(Collection entries)

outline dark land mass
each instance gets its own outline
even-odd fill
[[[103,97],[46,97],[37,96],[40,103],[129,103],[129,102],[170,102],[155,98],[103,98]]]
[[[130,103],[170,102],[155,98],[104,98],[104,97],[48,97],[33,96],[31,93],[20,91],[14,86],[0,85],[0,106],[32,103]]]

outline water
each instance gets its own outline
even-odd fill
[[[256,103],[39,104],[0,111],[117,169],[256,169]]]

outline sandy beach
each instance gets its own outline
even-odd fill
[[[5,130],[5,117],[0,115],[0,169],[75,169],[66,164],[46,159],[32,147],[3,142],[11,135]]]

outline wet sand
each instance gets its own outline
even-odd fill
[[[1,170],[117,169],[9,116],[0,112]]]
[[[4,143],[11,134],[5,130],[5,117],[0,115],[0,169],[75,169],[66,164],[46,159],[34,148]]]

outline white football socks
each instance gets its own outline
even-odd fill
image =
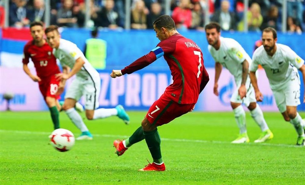
[[[260,108],[258,105],[258,104],[257,104],[255,108],[250,111],[250,112],[251,116],[258,126],[260,127],[262,131],[264,132],[269,129],[264,118],[263,111],[262,111],[262,110],[260,109]]]
[[[239,128],[239,133],[243,134],[247,132],[246,128],[246,117],[245,110],[241,105],[233,109],[235,116],[235,120],[237,126]]]
[[[88,131],[81,115],[79,115],[74,108],[69,108],[65,111],[74,125],[82,132]]]
[[[94,111],[93,119],[105,118],[117,115],[117,110],[113,108],[99,108]]]
[[[299,114],[298,112],[296,113],[296,116],[295,118],[290,120],[290,122],[293,125],[299,136],[303,137],[305,136],[305,134],[304,134],[304,128],[302,125],[303,121],[303,120],[302,119],[302,118],[301,117],[301,116]]]

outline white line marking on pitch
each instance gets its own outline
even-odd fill
[[[30,131],[25,131],[21,130],[0,130],[0,132],[7,132],[14,133],[16,134],[39,134],[42,135],[49,135],[51,133],[51,132],[32,132]],[[128,136],[127,135],[110,135],[108,134],[93,134],[93,136],[95,137],[104,137],[108,138],[128,138]],[[163,141],[172,141],[174,142],[198,142],[202,143],[217,143],[220,144],[231,144],[231,142],[228,141],[205,141],[204,140],[193,140],[193,139],[170,139],[169,138],[161,138],[161,140]],[[232,144],[234,145],[238,145],[238,144]],[[296,146],[296,145],[289,145],[285,144],[274,144],[268,143],[248,143],[243,144],[245,146],[247,145],[264,145],[265,146],[285,146],[286,147],[302,147],[302,146]]]

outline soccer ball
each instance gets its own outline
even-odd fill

• Objective: Output every line of the rows above as a JSON list of strings, one string per line, leaving out blank lines and the pictures.

• Exercise solution:
[
  "outline dark land mass",
  "each instance gets its own outline",
  "even-odd fill",
  "[[[103,97],[46,97],[37,96],[40,103],[129,103],[129,102],[170,102],[155,98],[103,98]]]",
  "[[[130,103],[170,102],[155,98],[104,98],[104,97],[48,97],[33,96],[31,93],[20,91],[14,86],[0,85],[0,106],[32,103]]]",
  "outline water",
  "each instance gets its own outline",
  "even-odd fill",
  "[[[256,103],[39,104],[0,111],[117,169],[256,169]]]",
  "outline sandy beach",
  "each instance gets its own outline",
  "even-odd fill",
  "[[[5,130],[5,117],[0,115],[0,169],[75,169],[66,164],[46,159],[32,147],[3,142],[11,135]]]",
  "outline wet sand",
  "each instance gets its own outline",
  "even-odd fill",
  "[[[1,170],[117,169],[9,116],[0,112]]]",
  "[[[4,143],[11,134],[5,130],[5,117],[0,115],[0,169],[75,169],[66,164],[46,159],[34,148]]]",
  "outline white football socks",
  "each instance gets its own outline",
  "even-odd fill",
  "image =",
  "[[[260,108],[258,105],[258,104],[257,104],[255,108],[250,111],[250,112],[251,116],[258,126],[260,127],[262,131],[264,132],[269,129],[264,118],[263,111],[262,111],[262,110],[260,109]]]",
  "[[[239,128],[239,133],[243,134],[247,132],[246,128],[246,117],[245,110],[241,105],[233,109],[235,116],[235,120],[237,126]]]",
  "[[[88,131],[81,115],[79,115],[74,108],[69,108],[65,111],[74,125],[82,132]]]",
  "[[[94,111],[93,119],[105,118],[117,115],[117,110],[113,108],[99,108]]]",
  "[[[299,114],[298,112],[296,113],[296,116],[295,118],[290,120],[290,122],[293,125],[299,136],[303,137],[305,136],[305,134],[304,134],[304,128],[302,125],[303,121],[303,120],[302,119],[302,118],[301,117],[301,116]]]",
  "outline white line marking on pitch",
  "each instance gets its own outline",
  "even-odd fill",
  "[[[30,131],[25,131],[21,130],[0,130],[0,132],[7,132],[14,133],[16,134],[39,134],[42,135],[49,135],[51,133],[51,132],[32,132]],[[128,136],[127,135],[110,135],[108,134],[93,134],[93,136],[95,137],[104,137],[108,138],[128,138]],[[163,141],[172,141],[174,142],[198,142],[202,143],[217,143],[220,144],[231,144],[231,142],[228,141],[205,141],[204,140],[193,140],[193,139],[170,139],[169,138],[161,138],[161,140]],[[232,144],[234,145],[238,145],[238,144]],[[296,146],[296,145],[289,145],[285,144],[274,144],[268,143],[248,143],[243,144],[245,146],[247,145],[264,145],[265,146],[285,146],[286,147],[302,147],[302,146]]]",
  "outline soccer ball",
  "each instance gets its own outline",
  "even-odd fill"
]